Items from a data source
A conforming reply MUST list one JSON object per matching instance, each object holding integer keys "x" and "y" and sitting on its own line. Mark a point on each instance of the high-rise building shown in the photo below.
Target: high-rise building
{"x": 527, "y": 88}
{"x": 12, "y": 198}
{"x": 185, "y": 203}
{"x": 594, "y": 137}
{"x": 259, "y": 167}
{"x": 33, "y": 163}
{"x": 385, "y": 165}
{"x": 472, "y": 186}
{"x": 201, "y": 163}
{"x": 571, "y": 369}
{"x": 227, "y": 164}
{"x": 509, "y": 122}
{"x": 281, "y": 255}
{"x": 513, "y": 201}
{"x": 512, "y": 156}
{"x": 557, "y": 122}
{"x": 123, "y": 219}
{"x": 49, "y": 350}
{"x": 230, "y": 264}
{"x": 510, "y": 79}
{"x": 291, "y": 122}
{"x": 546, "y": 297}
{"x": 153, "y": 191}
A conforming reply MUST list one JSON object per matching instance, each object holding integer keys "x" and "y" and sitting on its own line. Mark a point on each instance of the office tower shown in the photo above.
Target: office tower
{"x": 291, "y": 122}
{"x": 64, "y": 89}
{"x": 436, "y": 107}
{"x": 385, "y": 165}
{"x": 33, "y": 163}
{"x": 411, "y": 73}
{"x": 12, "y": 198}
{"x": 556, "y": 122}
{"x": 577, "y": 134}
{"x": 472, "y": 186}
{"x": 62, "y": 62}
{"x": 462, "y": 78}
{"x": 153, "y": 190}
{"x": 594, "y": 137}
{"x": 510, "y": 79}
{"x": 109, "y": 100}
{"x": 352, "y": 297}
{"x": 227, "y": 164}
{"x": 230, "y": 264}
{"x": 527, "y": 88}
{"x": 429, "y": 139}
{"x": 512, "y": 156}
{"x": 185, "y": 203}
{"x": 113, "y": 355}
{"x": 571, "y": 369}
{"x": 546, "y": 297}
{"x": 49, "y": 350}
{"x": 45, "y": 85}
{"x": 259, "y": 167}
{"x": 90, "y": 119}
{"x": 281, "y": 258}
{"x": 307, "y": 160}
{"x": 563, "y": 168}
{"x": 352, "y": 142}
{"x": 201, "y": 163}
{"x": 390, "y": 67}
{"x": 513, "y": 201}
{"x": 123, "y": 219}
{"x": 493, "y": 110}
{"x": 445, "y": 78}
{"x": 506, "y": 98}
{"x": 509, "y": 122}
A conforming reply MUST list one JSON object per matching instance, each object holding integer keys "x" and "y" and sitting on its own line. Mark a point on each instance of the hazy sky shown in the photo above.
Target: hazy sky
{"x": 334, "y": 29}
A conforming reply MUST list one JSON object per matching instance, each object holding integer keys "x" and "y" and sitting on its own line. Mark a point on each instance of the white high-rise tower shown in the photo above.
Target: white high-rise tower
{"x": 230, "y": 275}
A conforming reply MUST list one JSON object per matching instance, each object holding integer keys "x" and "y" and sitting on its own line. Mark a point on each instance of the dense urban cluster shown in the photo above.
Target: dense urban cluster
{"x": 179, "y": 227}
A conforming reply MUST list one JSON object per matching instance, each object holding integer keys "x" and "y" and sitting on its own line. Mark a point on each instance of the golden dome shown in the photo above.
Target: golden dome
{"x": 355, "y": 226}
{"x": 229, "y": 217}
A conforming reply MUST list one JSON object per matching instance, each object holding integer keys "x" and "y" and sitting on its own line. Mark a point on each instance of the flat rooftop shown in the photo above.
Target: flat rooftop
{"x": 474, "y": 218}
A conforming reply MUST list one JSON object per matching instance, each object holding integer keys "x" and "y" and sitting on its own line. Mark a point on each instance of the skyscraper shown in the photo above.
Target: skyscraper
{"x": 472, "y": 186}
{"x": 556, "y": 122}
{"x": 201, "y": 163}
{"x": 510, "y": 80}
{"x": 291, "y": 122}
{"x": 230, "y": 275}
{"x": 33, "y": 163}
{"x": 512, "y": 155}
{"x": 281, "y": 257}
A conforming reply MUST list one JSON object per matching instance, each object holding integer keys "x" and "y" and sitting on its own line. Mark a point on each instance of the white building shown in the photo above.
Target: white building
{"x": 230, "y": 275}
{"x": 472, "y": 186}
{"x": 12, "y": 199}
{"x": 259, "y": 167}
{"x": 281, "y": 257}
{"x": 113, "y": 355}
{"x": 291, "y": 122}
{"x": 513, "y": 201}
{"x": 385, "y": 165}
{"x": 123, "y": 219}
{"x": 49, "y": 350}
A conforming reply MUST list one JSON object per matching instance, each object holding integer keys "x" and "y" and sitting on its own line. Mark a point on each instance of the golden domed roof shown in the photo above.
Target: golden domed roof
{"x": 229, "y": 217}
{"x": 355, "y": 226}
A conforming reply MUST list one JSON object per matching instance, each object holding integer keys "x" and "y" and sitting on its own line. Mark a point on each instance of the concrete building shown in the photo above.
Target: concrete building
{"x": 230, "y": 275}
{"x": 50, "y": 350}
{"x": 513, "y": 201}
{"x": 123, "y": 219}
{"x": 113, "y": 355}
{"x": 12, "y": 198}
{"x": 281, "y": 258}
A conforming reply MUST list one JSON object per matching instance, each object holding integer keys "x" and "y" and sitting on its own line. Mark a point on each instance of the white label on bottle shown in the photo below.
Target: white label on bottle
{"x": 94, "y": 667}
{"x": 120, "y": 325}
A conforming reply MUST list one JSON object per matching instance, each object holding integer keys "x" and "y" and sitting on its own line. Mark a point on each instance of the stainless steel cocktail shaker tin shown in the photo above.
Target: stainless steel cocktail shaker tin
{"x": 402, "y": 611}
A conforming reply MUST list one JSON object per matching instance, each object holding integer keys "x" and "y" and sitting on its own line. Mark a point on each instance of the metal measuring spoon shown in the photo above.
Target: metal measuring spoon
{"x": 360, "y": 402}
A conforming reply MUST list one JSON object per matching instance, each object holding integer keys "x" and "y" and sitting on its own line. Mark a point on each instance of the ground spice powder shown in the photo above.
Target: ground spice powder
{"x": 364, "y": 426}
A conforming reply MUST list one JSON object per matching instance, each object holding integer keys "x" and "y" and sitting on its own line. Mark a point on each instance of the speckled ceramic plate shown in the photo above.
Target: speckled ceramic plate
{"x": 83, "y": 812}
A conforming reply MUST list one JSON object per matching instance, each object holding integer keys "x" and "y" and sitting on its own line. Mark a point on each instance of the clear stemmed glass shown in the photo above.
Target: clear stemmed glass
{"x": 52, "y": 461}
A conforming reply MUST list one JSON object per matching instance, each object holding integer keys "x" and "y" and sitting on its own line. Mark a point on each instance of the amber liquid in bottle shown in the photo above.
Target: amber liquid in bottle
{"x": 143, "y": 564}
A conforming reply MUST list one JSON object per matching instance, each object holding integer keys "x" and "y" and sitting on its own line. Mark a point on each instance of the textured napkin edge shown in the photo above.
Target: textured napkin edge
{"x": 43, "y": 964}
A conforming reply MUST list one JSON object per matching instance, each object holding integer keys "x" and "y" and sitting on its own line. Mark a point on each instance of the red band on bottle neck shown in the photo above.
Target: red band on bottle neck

WHAT YOU WILL DO
The lines above should be duplicated exactly.

RESULT OF THIS EXERCISE
A conforming reply MUST list one JSON object per matching instance, each object holding integer keys "x" and "y" and sitting on its own line. Mark a point on each instance of the high-rise building shown in the photo below.
Target: high-rise building
{"x": 527, "y": 88}
{"x": 12, "y": 198}
{"x": 185, "y": 203}
{"x": 594, "y": 137}
{"x": 259, "y": 167}
{"x": 33, "y": 163}
{"x": 385, "y": 165}
{"x": 472, "y": 186}
{"x": 201, "y": 163}
{"x": 571, "y": 369}
{"x": 227, "y": 164}
{"x": 509, "y": 122}
{"x": 281, "y": 255}
{"x": 513, "y": 201}
{"x": 512, "y": 156}
{"x": 557, "y": 122}
{"x": 123, "y": 219}
{"x": 49, "y": 350}
{"x": 230, "y": 264}
{"x": 510, "y": 79}
{"x": 291, "y": 122}
{"x": 546, "y": 297}
{"x": 153, "y": 191}
A conforming reply MUST list one JSON object per matching instance, each object holding integer keys "x" and "y" and sitting on its own line. Mark a point on each instance of the office tower shown in the photo above.
Target: office tower
{"x": 291, "y": 122}
{"x": 64, "y": 89}
{"x": 436, "y": 107}
{"x": 385, "y": 165}
{"x": 33, "y": 163}
{"x": 411, "y": 73}
{"x": 12, "y": 198}
{"x": 556, "y": 122}
{"x": 577, "y": 134}
{"x": 472, "y": 186}
{"x": 62, "y": 62}
{"x": 462, "y": 78}
{"x": 153, "y": 190}
{"x": 594, "y": 137}
{"x": 510, "y": 79}
{"x": 109, "y": 100}
{"x": 352, "y": 297}
{"x": 227, "y": 164}
{"x": 230, "y": 264}
{"x": 527, "y": 88}
{"x": 429, "y": 139}
{"x": 512, "y": 156}
{"x": 185, "y": 203}
{"x": 113, "y": 355}
{"x": 571, "y": 369}
{"x": 546, "y": 297}
{"x": 49, "y": 350}
{"x": 45, "y": 85}
{"x": 259, "y": 167}
{"x": 90, "y": 119}
{"x": 281, "y": 258}
{"x": 307, "y": 160}
{"x": 563, "y": 168}
{"x": 352, "y": 142}
{"x": 201, "y": 163}
{"x": 390, "y": 67}
{"x": 513, "y": 201}
{"x": 123, "y": 219}
{"x": 493, "y": 110}
{"x": 445, "y": 78}
{"x": 506, "y": 98}
{"x": 509, "y": 122}
A conforming reply MUST list one JSON object per matching instance, each object holding integer keys "x" and "y" and sitting on its own line. Mark a point on each instance of the hazy sky shown in the photo above.
Target: hazy sky
{"x": 334, "y": 29}
A conforming reply MUST list one JSON object per matching instance, each object holding integer keys "x" and "y" and sitting on its own line. Mark a point on each instance of the white high-rise tower shown in the photo above.
Target: white high-rise tower
{"x": 230, "y": 275}
A conforming reply MUST list one JSON object per matching instance, each object holding integer keys "x" and "y" and sitting on its own line. Mark a point on each instance of the dense urban cluster shown in the photo above.
Target: dense urban cluster
{"x": 179, "y": 227}
A conforming reply MUST list one JSON object per matching instance, each object holding integer keys "x" and "y" and sitting on its own line. Mark a point on each instance of the golden dome shown in the photo above.
Target: golden dome
{"x": 355, "y": 226}
{"x": 229, "y": 217}
A conforming reply MUST list one JSON object per matching instance, each object holding integer keys "x" and "y" and sitting on its own line. Mark a point on each instance of the flat rooftop shown in the photo above.
Target: flat rooftop
{"x": 474, "y": 218}
A conforming reply MUST list one JSON object per matching instance, each object holding integer keys "x" and "y" and sitting on its own line. Mark a point on each instance of the skyscraper shown in the photo above.
Target: skyscraper
{"x": 472, "y": 186}
{"x": 556, "y": 122}
{"x": 201, "y": 163}
{"x": 510, "y": 80}
{"x": 291, "y": 122}
{"x": 230, "y": 275}
{"x": 33, "y": 163}
{"x": 512, "y": 155}
{"x": 281, "y": 257}
A conforming reply MUST list one JSON object per matching instance, each object holding integer keys "x" and "y" and sitting on its own line. Mark a point on each instance of the white building shown in the photo above.
Target: white building
{"x": 230, "y": 275}
{"x": 472, "y": 186}
{"x": 12, "y": 199}
{"x": 259, "y": 167}
{"x": 281, "y": 257}
{"x": 113, "y": 355}
{"x": 291, "y": 122}
{"x": 513, "y": 201}
{"x": 385, "y": 165}
{"x": 123, "y": 219}
{"x": 49, "y": 350}
A conforming reply MUST list one JSON object per matching instance, each object holding integer keys "x" and "y" and sitting on its own line. Mark a point on each instance of the golden domed roof shown in the photo above.
Target: golden domed roof
{"x": 229, "y": 217}
{"x": 355, "y": 226}
A conforming reply MUST list one JSON object per matching instance, each object holding integer keys "x" and "y" and sitting on its own line. Mark a point on each instance of the concrete building shown in the photo above.
Target: concrete building
{"x": 230, "y": 275}
{"x": 50, "y": 350}
{"x": 513, "y": 201}
{"x": 123, "y": 219}
{"x": 113, "y": 355}
{"x": 12, "y": 198}
{"x": 281, "y": 258}
A conforming reply MUST list one JSON object per matching instance, each object holding integer keys "x" and "y" and sitting on its own line. Mark a point on each instance of the white label on bottle shown in the photo below.
Target: white label on bottle
{"x": 94, "y": 667}
{"x": 120, "y": 325}
A conforming reply MUST list one JSON object per matching instance, each object holding integer keys "x" and "y" and sitting on its own line. Mark a point on each instance of the stainless steel cocktail shaker tin shown in the photo above.
Target: stainless steel cocktail shaker tin
{"x": 402, "y": 611}
A conforming reply MUST list one JSON object per matching instance, each object holding integer keys "x" and "y" and sitting on its own line. Mark a point on each instance of the metal measuring spoon shown in the photo above.
Target: metal measuring spoon
{"x": 360, "y": 402}
A conforming reply MUST list one JSON object per matching instance, each object holding integer keys "x" and "y" and sitting on its own line. Mark a point on each instance of the ground spice powder shown in the photo above.
Target: ground spice powder
{"x": 364, "y": 426}
A conforming reply MUST list one JSON object per matching instance, each object holding integer keys "x" and "y" and sitting on its own line. Mark a point on each instance of the speckled ceramic plate shown in the photo above.
Target: speckled ceramic plate
{"x": 83, "y": 812}
A conforming reply MUST list one JSON object per matching instance, each object holding integer keys "x" and "y" and sitting on its own line. Mark a point on each instance of the clear stemmed glass shown in the photo above.
Target: clear stemmed glass
{"x": 52, "y": 461}
A conforming reply MUST list one JSON object per matching instance, each object holding integer keys "x" and "y" and sitting on its own line. Mark a point on each instance of the amber liquid in bottle shown in the photo above.
Target: amber liquid in bottle
{"x": 143, "y": 564}
A conforming reply MUST list one JSON object per matching instance, each object holding integer keys "x" and "y" and sitting on its own line. Mark a point on each instance of the textured napkin edge shown in the photo above.
Target: textured napkin edge
{"x": 43, "y": 964}
A conforming reply MUST list one JSON object per matching instance, each object holding integer keys "x" and "y" and sitting on its own line. Mark a point on each instance of the red band on bottle neck shown in the photo above.
Target: red band on bottle neck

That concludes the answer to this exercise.